[Data for this exercise]:
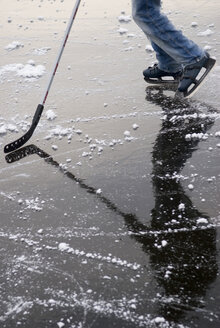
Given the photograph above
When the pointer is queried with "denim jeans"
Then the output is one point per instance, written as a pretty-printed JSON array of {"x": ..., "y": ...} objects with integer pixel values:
[{"x": 173, "y": 49}]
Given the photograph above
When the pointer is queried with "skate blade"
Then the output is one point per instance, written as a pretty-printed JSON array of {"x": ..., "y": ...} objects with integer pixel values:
[
  {"x": 198, "y": 83},
  {"x": 160, "y": 81}
]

[What this task involves]: Where does "pointer" occur in the data? Copy each line that has it.

[Result of this exercise]:
When the pointer is queried with "denim jeans"
When the pointer is queried with "skate blade"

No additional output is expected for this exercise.